+++ Data provided

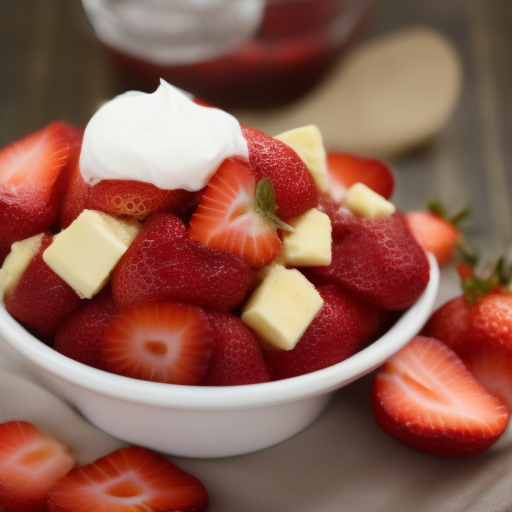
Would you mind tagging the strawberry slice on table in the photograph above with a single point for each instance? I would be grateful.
(30, 189)
(346, 169)
(128, 479)
(31, 461)
(237, 215)
(426, 398)
(435, 231)
(164, 263)
(159, 341)
(294, 187)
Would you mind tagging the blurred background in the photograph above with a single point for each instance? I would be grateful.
(59, 59)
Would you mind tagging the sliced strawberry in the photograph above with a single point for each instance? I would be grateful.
(236, 357)
(159, 341)
(294, 187)
(345, 169)
(31, 461)
(128, 479)
(29, 193)
(135, 199)
(230, 216)
(426, 398)
(435, 232)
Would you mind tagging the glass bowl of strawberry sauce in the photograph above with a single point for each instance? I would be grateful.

++++++

◆ What to do ◆
Everything from the line containing "Would you mind tagging the sliced" to the bottom of the listing is to be set down exactly; leave out all other lines.

◆ Solution for this exercise ◆
Would you mind tagging the sliced strawberry in the photograph above with a single point for each instance? I would be grateful.
(236, 357)
(159, 341)
(294, 187)
(345, 169)
(31, 461)
(128, 479)
(29, 193)
(135, 199)
(230, 216)
(426, 398)
(435, 232)
Would you mind tagging the glass bowl of strawberry sauce in the photograph above with a single point for each instance? I would be grateful.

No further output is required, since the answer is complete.